§ Estratto scelto:

____________________

I robot distinguono tra bene e male? 319 Tuttavia questi autori omettono di fare distinzione fra due dimensioni della mente umana che possiamo chiamare “intelligenza” e “ragione”. Il primo termine riguarda i processi cognitivi e viene applicato, non senza qualche forzatura, alle macchine pensanti. Invece il concetto di ragione ha un maggiore spessore e coinvolge la sfera della deliberazione morale, indispensabile in quei momenti in cui la semplice ottimizzazione intelligente non basta.
La macchina intelligente è progettata per ottimizzare i risultati nelle situazioni ordinarie; invece, nelle loro decisioni morali gli «uomini non ottimizzano» (Nida-Rümelin e Weidenfeld 2018, 97, nostra trad.). In altre parole, la prassi delle decisioni morali non può essere sostituita da algoritmi. Il fatto che il funzionamento delle macchine possa assomigliare a quello dell’essere umano non significa che sia identico. Il filosofo statunitense John Searle ha distinto su questa base l’intelligenza umana (intelligence with reason) da quella artificiale (intelligence without reason). Tuttavia, poiché i sistemi dotati di AI agiscono, è senz’altro necessario dotarli di “ragione etica” per renderli compatibili con il mondo umano (cfr Zamagni 2019, 189): basta pensare ai problemi sollevati dai veicoli a guida autonoma (cfr Cerruti 2018). In questa prospettiva, è necessario attribuire alla macchina, seppure in modo soltanto analogo alla ragione umana, una certa “capacità di agire” (agency), così da regolamentarla. In questa linea, nel 2019 l’Unione Europea si è dotata di un Codice etico sull’AI, che individua i principi fondamentali in base ai quali il comportamento delle macchine intelligenti deve essere programmato: rispetto dell’autonomia umana, prevenzione dei danni, equità, esplicabilità (cfr AI HLEG 2019).
Questa scelta non considera i robot intelligenti «avversari evolutivi dell’homo sapiens bensì strumenti (artefatti) che devono essere pensati come cooperativi alla persona» (Benanti 2018, 113). A questo punto si pone la domanda conclusiva sulla differenza antropologica tra persone e macchine intelligenti. Soggetti e persone L’aumento della complessità degli strumenti digitali porta con sé un’accresciuta difficoltà di prevederne il funzionamento e di attribuire la responsabilità delle operazioni che essi svolgono. Nascono così i “buchi dell’attribuzione di responsabilità” (responsibility gap). In questa situazione, è importante riacquisire un concetto di responsabilità che vada al di là della dimensione, meramente fattuale, del riportare un effetto a una causa. Questa interpretazione riduttiva ha condotto a una crisi della responsabilità, con il risultato di impoverire la nostra esperienza morale. È questa deriva che papa Francesco denuncia, quando afferma che l’«antropocentrismo moderno, paradossalmente, ha finito per collocare la ragione tecnica al di sopra della realtà, perché questo essere umano “non sente più la natura né come norma valida, né come vivente rifugio”» (LS, n. 115). Si verifica così un paradosso: «la macchina si umanizza non meno di quanto l’uomo si macchinizzi» (Benanti 2016, 63).

____________________

§ Sezione dati:
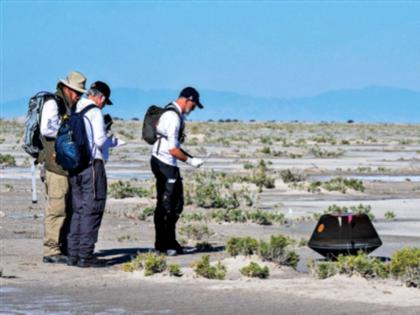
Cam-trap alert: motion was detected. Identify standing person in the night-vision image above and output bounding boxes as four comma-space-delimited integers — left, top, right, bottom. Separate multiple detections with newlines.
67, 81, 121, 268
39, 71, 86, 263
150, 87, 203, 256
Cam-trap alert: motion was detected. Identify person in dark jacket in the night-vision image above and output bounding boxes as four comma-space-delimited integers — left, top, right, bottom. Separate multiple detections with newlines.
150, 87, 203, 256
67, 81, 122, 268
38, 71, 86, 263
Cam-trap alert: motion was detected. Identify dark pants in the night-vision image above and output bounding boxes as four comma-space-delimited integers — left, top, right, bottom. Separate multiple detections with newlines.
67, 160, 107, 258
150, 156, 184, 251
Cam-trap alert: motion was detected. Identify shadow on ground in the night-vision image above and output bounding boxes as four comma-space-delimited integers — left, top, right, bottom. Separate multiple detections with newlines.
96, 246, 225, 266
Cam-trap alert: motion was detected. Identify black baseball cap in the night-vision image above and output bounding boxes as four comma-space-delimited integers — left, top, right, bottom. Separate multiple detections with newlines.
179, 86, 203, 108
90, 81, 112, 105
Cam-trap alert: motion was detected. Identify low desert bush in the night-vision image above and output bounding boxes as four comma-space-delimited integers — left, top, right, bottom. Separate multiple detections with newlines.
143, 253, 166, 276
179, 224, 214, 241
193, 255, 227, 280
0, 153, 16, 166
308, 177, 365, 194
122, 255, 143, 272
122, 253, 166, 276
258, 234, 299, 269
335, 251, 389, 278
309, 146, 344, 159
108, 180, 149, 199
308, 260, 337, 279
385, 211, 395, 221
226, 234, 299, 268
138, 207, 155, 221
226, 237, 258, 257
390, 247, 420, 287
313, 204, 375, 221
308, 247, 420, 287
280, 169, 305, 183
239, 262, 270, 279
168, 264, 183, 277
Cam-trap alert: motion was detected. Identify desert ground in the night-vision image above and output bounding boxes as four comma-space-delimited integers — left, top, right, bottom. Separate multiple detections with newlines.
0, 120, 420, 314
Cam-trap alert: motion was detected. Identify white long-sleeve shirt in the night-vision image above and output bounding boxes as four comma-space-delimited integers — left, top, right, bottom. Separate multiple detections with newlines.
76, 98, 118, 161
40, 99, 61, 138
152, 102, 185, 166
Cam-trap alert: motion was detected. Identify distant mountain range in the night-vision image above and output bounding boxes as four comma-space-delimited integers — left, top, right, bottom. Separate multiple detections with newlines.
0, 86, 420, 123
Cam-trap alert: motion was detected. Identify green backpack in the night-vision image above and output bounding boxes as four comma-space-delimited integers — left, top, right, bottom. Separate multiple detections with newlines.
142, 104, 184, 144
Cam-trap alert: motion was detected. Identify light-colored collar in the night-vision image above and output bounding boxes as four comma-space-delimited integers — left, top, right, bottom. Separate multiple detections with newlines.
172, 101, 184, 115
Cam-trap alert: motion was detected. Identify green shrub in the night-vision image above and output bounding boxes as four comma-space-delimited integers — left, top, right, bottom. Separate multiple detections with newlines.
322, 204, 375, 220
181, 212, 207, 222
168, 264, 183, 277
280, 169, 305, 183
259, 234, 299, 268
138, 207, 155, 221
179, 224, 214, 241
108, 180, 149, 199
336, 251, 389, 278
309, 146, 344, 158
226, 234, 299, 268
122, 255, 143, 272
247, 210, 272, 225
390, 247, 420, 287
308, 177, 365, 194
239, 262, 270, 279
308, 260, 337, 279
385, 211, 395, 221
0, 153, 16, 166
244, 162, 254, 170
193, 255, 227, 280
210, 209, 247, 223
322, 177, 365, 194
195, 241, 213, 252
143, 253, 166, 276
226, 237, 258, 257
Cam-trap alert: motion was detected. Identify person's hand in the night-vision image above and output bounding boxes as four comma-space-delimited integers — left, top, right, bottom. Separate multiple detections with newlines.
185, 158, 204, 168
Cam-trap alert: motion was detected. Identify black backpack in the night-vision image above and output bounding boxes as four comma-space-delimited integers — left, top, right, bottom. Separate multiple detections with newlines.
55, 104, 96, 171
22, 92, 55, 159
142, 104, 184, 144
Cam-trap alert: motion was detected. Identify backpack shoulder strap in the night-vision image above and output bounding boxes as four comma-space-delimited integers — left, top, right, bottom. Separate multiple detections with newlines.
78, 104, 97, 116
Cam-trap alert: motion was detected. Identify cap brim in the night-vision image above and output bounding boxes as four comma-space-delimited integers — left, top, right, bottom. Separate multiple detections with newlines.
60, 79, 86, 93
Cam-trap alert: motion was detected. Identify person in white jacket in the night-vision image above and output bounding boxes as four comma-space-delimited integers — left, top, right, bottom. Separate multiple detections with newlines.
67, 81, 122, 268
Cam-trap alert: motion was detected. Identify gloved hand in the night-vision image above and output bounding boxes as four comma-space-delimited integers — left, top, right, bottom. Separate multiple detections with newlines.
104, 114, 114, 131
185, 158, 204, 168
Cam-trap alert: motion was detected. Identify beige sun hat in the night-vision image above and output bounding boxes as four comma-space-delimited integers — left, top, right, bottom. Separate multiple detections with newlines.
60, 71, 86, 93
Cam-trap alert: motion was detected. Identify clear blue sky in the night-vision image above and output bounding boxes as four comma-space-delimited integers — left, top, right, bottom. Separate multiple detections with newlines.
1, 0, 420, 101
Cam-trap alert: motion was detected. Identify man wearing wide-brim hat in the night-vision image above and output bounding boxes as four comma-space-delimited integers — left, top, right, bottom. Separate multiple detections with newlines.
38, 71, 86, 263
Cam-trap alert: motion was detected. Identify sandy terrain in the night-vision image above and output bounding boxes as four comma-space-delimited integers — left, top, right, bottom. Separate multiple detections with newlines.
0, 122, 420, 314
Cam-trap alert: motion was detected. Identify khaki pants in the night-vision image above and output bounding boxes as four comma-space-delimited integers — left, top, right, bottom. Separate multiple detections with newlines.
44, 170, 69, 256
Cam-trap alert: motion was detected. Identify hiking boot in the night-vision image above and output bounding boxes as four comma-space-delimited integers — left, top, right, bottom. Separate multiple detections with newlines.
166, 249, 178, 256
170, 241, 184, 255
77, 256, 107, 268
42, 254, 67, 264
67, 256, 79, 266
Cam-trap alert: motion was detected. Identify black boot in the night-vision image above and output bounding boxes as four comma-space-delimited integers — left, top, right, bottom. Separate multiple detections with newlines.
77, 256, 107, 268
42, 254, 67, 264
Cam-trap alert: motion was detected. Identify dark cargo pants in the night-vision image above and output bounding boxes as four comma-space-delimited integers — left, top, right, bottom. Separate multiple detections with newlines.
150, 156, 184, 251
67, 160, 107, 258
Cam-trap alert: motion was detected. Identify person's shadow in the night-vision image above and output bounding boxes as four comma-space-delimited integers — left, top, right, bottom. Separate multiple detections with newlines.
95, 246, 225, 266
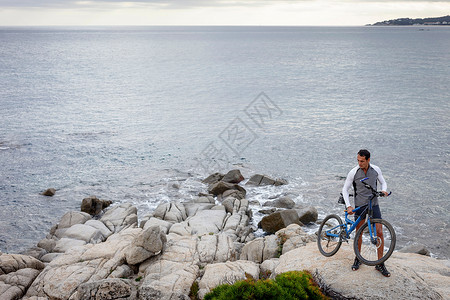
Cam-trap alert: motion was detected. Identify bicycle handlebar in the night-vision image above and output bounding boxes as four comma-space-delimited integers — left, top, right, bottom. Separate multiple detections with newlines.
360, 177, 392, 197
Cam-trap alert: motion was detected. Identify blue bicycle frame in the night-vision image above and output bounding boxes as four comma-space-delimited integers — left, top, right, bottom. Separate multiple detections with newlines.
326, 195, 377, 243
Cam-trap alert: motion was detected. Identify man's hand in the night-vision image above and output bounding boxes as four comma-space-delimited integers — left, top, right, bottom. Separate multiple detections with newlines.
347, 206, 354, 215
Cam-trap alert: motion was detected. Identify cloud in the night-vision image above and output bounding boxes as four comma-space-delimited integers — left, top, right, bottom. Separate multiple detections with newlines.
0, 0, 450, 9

____________________

§ Istruzioni:
a - Secondo il brano sull'etica dei robot, quali principi fondamentali individua il Codice etico sull'AI adottato dall'Unione Europea nel 2019?
b - Prosegui il brano sull'etica dei robot a partire dalla sua ultima frase.
Le righe sono materiale a parte, separato dal brano sull'etica dei robot.

§ Risposte attese:
a - Rispetto dell'autonomia umana, prevenzione dei danni, equità ed esplicabilità.

b -
Per comprendere correttamente i termini della responsabilità umana, dobbiamo prima chiarire che cosa significa che l’essere umano è persona. È questo, infatti, l’assunto antropologico fondamentale, sotteso anche alla tradizione filosofico-teologica e alla dottrina sociale della Chiesa. Il confronto con l’AI può aiutarci in questo compito. Le macchine intelligenti e agenti esprimono quella che senz’altro possiamo chiamare soggettività, cioè la capacità di elaborare determinate informazioni e di rispondere autonomamente. In questo senso, possiamo affermare senza dubbio che l’AI è un soggetto. Tuttavia un soggetto, descritto in questi termini, è lontano dal realizzare la specificità che la tradizione filosofica e teologica cattolica attribuisce alla nozione di persona. Essa si realizza nella capacità dell’essere umano di distinguere il bene dal male, detta in termini tecnici sinderesi. Questa facoltà è anteriore alla coscienza morale riflessa e ne costituisce il presupposto.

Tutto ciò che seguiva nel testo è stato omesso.